▸ **Exercise aim**
Retrieve each line that contains the word "dark" from the entries below.

### Input material

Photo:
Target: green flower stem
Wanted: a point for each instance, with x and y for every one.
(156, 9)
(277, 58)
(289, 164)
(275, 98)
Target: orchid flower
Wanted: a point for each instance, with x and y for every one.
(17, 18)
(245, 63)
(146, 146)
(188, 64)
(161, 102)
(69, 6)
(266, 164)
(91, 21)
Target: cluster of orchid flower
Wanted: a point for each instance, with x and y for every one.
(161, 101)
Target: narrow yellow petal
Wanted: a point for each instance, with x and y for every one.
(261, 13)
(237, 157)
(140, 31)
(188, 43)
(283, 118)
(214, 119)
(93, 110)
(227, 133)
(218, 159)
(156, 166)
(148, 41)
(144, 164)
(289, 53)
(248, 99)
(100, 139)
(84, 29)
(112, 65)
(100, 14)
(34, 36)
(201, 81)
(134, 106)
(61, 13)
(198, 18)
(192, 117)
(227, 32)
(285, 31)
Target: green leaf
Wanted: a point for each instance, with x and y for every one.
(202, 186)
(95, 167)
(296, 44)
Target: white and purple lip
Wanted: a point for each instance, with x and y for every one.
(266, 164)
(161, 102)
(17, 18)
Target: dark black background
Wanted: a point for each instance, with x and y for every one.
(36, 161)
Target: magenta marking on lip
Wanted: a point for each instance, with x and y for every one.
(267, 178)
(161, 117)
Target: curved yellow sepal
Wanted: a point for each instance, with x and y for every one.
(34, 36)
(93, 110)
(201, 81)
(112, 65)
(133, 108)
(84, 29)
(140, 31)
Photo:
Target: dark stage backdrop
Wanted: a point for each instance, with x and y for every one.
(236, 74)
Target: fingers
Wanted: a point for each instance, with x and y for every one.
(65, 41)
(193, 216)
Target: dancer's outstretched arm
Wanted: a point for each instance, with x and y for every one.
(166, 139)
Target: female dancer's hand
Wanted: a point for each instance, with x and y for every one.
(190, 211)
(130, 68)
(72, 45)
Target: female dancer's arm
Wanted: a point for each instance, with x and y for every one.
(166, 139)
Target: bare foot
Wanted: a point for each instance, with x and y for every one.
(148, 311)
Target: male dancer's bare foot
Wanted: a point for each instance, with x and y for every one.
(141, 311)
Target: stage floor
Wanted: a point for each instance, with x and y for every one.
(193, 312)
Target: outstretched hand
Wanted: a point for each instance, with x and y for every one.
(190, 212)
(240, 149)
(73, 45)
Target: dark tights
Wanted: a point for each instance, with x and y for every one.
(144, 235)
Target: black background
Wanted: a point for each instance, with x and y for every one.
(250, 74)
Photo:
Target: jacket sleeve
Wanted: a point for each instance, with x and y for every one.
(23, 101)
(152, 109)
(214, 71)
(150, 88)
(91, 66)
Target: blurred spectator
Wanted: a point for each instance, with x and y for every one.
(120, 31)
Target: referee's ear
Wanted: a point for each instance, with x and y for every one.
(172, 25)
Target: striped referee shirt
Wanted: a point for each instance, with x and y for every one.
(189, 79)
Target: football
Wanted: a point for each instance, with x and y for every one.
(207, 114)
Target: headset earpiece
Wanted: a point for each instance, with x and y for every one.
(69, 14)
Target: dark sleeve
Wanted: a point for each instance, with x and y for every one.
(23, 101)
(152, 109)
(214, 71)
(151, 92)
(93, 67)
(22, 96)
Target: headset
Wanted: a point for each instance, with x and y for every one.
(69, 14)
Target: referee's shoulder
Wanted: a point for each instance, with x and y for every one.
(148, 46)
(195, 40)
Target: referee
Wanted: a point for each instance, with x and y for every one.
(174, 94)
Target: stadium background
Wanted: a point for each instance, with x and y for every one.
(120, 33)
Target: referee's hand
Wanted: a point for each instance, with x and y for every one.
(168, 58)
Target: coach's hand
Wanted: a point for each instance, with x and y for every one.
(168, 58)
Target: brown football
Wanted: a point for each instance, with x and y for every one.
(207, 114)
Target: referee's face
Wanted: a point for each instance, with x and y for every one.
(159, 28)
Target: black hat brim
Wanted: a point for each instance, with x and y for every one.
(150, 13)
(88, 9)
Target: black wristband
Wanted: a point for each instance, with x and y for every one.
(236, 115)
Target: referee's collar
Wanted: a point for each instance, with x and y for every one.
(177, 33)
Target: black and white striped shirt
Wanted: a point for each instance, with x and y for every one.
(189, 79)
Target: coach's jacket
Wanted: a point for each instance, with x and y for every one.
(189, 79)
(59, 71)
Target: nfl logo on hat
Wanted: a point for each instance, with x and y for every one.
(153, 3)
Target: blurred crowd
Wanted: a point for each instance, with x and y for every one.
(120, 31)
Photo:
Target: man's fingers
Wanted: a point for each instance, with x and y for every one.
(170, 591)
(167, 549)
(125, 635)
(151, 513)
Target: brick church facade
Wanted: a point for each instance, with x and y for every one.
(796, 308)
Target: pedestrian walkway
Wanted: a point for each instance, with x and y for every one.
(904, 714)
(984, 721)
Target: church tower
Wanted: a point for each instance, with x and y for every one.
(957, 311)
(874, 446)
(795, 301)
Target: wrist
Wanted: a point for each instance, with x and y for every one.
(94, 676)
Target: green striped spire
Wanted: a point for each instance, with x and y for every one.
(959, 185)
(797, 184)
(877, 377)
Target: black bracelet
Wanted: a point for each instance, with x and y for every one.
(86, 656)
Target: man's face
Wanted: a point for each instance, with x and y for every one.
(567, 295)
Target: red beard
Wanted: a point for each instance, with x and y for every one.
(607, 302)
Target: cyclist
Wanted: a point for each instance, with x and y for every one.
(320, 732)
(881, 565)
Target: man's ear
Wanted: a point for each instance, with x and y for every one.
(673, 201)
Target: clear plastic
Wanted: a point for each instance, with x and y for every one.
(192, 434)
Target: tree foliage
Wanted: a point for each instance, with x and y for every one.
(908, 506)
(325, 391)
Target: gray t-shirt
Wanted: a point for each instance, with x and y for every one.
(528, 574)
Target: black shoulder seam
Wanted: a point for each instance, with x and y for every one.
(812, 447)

######

▸ **Response**
Target: dark black background
Target: dark stage backdrop
Target: dark tights
Target: dark sleeve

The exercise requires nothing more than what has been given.